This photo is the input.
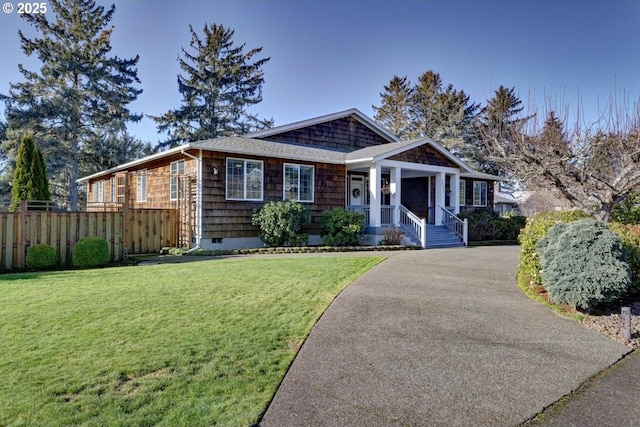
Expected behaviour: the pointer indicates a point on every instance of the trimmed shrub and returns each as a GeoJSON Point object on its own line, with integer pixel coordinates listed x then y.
{"type": "Point", "coordinates": [90, 252]}
{"type": "Point", "coordinates": [630, 236]}
{"type": "Point", "coordinates": [583, 264]}
{"type": "Point", "coordinates": [41, 257]}
{"type": "Point", "coordinates": [487, 225]}
{"type": "Point", "coordinates": [280, 223]}
{"type": "Point", "coordinates": [535, 229]}
{"type": "Point", "coordinates": [342, 227]}
{"type": "Point", "coordinates": [392, 236]}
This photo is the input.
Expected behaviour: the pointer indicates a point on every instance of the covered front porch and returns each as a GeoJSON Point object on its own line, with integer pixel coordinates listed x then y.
{"type": "Point", "coordinates": [409, 196]}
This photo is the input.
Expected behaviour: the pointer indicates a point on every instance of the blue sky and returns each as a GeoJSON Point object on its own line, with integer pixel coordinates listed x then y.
{"type": "Point", "coordinates": [328, 56]}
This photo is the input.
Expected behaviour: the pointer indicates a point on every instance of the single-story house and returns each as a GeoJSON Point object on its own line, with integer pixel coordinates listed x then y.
{"type": "Point", "coordinates": [342, 160]}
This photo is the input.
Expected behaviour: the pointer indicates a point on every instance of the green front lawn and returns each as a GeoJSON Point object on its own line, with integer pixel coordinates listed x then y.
{"type": "Point", "coordinates": [194, 344]}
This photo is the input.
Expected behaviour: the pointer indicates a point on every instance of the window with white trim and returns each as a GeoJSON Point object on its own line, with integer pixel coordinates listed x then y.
{"type": "Point", "coordinates": [112, 189]}
{"type": "Point", "coordinates": [98, 192]}
{"type": "Point", "coordinates": [176, 169]}
{"type": "Point", "coordinates": [479, 193]}
{"type": "Point", "coordinates": [244, 179]}
{"type": "Point", "coordinates": [141, 186]}
{"type": "Point", "coordinates": [298, 183]}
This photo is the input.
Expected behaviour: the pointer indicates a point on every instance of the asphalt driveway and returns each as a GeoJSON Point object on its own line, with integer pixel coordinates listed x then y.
{"type": "Point", "coordinates": [437, 338]}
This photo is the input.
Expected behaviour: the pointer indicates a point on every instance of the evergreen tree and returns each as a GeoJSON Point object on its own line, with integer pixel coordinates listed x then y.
{"type": "Point", "coordinates": [30, 176]}
{"type": "Point", "coordinates": [78, 91]}
{"type": "Point", "coordinates": [500, 123]}
{"type": "Point", "coordinates": [395, 110]}
{"type": "Point", "coordinates": [219, 82]}
{"type": "Point", "coordinates": [110, 149]}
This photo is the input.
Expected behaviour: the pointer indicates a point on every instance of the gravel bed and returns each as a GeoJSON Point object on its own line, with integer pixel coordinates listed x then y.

WORK TO COMPLETE >>
Pictures aside, retype the entries above exactly as they are.

ANSWER SECTION >>
This photo is the input.
Expected behaviour: the pointer indicates a point on every instance of the trimmed shrub and returns each as a GeoJSON Point object on its own line, with integer pixel coordinates listed x then y.
{"type": "Point", "coordinates": [90, 252]}
{"type": "Point", "coordinates": [630, 236]}
{"type": "Point", "coordinates": [583, 264]}
{"type": "Point", "coordinates": [41, 257]}
{"type": "Point", "coordinates": [487, 225]}
{"type": "Point", "coordinates": [280, 223]}
{"type": "Point", "coordinates": [535, 229]}
{"type": "Point", "coordinates": [342, 227]}
{"type": "Point", "coordinates": [392, 236]}
This photo is the input.
Expected behaviour: the pointer indicates a point on every instance of the covered front porch and returns each as a GeoJSON Point object on its own line, with integer pixel coordinates listed x then y.
{"type": "Point", "coordinates": [409, 196]}
This photo is the input.
Expected behaviour: the pointer indicates a point on every instance of the blue sky and returns each as a GeoJSON Point object on its own line, with integer pixel coordinates listed x then y.
{"type": "Point", "coordinates": [328, 56]}
This photo is the input.
Expected behaviour: the pointer indicates a point on every instance of the single-story house and returns each as a GeoJSON Point object on its own line, with integer pixel coordinates listed x then y.
{"type": "Point", "coordinates": [342, 160]}
This photo is the input.
Expected behaviour: the pointer indicates a point on every instance of the green front lawn and returns each as a GeoJSON Point object on its own line, with integer pixel coordinates listed x then y.
{"type": "Point", "coordinates": [194, 344]}
This photo is the input.
Expected behaviour: the pointer indicates a point on every instance of the window with white trim and returns each as a GeoJSON Point object on its own line, with integer pixel coordinates listed x then y.
{"type": "Point", "coordinates": [112, 189]}
{"type": "Point", "coordinates": [98, 192]}
{"type": "Point", "coordinates": [176, 169]}
{"type": "Point", "coordinates": [479, 193]}
{"type": "Point", "coordinates": [244, 179]}
{"type": "Point", "coordinates": [141, 186]}
{"type": "Point", "coordinates": [298, 183]}
This photo is the input.
Expected behaviour: the pointer indicates a point on every instance of the asphalt driveway and returns each as a GeoJSON Point object on its own line, with integer pixel coordinates listed x then y.
{"type": "Point", "coordinates": [437, 338]}
This photo is the input.
Expected behaviour: the pointer indicates a point on every instance of the evergreen tree and returns each as a GeoJSON Point object on its own line, with integer pixel coordinates listed x then y.
{"type": "Point", "coordinates": [30, 176]}
{"type": "Point", "coordinates": [78, 91]}
{"type": "Point", "coordinates": [500, 123]}
{"type": "Point", "coordinates": [395, 110]}
{"type": "Point", "coordinates": [219, 82]}
{"type": "Point", "coordinates": [110, 149]}
This photo is the input.
Expected behaviour: the pointer indicates a point on every instance of the gravel bed and returns each as a GeoJSON Point object on its own line, with integer pixel coordinates listed x then y.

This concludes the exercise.